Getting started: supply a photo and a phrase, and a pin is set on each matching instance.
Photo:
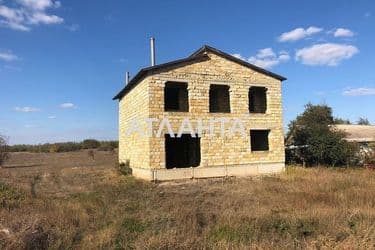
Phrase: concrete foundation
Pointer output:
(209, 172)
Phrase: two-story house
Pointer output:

---

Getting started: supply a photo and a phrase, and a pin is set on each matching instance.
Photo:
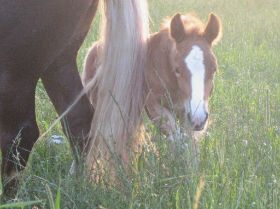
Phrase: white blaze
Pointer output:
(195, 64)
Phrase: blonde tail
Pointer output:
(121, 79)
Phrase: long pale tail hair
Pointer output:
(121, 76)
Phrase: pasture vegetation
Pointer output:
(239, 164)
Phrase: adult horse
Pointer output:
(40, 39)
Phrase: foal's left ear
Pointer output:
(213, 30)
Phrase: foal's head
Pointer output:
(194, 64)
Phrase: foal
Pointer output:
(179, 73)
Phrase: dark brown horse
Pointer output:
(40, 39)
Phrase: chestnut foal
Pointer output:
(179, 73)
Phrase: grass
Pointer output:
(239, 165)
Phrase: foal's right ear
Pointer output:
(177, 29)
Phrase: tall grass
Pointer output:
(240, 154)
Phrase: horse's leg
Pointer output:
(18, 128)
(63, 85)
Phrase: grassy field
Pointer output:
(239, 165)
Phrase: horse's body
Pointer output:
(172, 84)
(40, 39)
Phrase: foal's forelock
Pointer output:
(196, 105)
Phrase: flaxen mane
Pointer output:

* PROBLEM TO WORK ON
Take from the entries every line that has the string "tail".

* EXPECTED ANSWER
Phrase: blonde tail
Phrase: long pale tail hair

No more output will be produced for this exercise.